_Set task:_ Recast as a JSON list of strings, one per line with blank lines omitted, the part of the lines that opens with the line containing "task: mark the region of the wing mirror" and runs through the end of the lines.

(Segmentation labeling entries)
%%
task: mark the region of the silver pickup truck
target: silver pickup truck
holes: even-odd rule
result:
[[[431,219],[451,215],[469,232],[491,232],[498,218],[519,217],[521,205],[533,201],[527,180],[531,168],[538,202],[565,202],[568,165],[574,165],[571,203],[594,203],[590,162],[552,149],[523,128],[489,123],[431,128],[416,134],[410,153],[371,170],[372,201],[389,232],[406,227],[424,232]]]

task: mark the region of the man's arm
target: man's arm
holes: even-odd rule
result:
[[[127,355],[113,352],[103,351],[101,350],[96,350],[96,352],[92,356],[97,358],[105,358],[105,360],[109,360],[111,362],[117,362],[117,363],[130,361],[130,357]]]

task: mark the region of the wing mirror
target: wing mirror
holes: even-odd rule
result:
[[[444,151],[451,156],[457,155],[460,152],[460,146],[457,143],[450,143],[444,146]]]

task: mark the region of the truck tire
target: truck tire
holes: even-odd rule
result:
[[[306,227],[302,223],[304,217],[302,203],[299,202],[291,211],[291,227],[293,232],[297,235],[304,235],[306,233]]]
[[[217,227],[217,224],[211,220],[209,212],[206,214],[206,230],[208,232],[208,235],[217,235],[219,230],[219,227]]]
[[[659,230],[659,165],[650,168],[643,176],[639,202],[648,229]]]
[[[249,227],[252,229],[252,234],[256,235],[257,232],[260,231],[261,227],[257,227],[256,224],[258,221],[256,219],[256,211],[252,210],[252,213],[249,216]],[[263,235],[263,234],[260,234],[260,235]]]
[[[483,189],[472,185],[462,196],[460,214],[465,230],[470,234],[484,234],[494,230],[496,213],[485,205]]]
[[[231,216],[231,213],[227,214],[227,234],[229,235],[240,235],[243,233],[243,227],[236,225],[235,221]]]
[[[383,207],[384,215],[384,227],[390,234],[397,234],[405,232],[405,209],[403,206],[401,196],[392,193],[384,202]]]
%%
_Exercise answer:_
[
  "task: mark the region of the wing mirror",
  "target: wing mirror",
  "holes: even-odd rule",
  "result:",
  "[[[444,151],[451,156],[457,155],[460,152],[460,146],[457,143],[450,143],[444,146]]]",
  "task: mark the region of the truck tire",
  "target: truck tire",
  "holes: even-odd rule",
  "result:",
  "[[[306,227],[302,223],[304,217],[302,203],[299,202],[291,211],[291,227],[293,232],[297,235],[304,235],[306,233]]]",
  "[[[217,227],[217,224],[211,220],[209,212],[206,214],[206,230],[208,232],[208,235],[217,235],[219,230],[219,227]]]",
  "[[[659,230],[659,165],[650,168],[643,176],[639,202],[648,229]]]",
  "[[[249,227],[252,229],[252,234],[256,235],[257,232],[260,231],[261,227],[257,227],[256,224],[258,221],[256,219],[256,211],[252,210],[252,213],[249,216]],[[263,235],[263,234],[260,234],[260,235]]]",
  "[[[483,189],[472,185],[462,196],[460,214],[465,230],[470,234],[484,234],[494,230],[496,213],[485,205]]]",
  "[[[231,216],[231,213],[227,214],[227,234],[229,235],[240,235],[243,233],[243,227],[236,225],[235,221]]]",
  "[[[383,207],[384,215],[384,227],[390,234],[397,234],[405,232],[405,209],[403,206],[401,196],[392,193],[384,202]]]"
]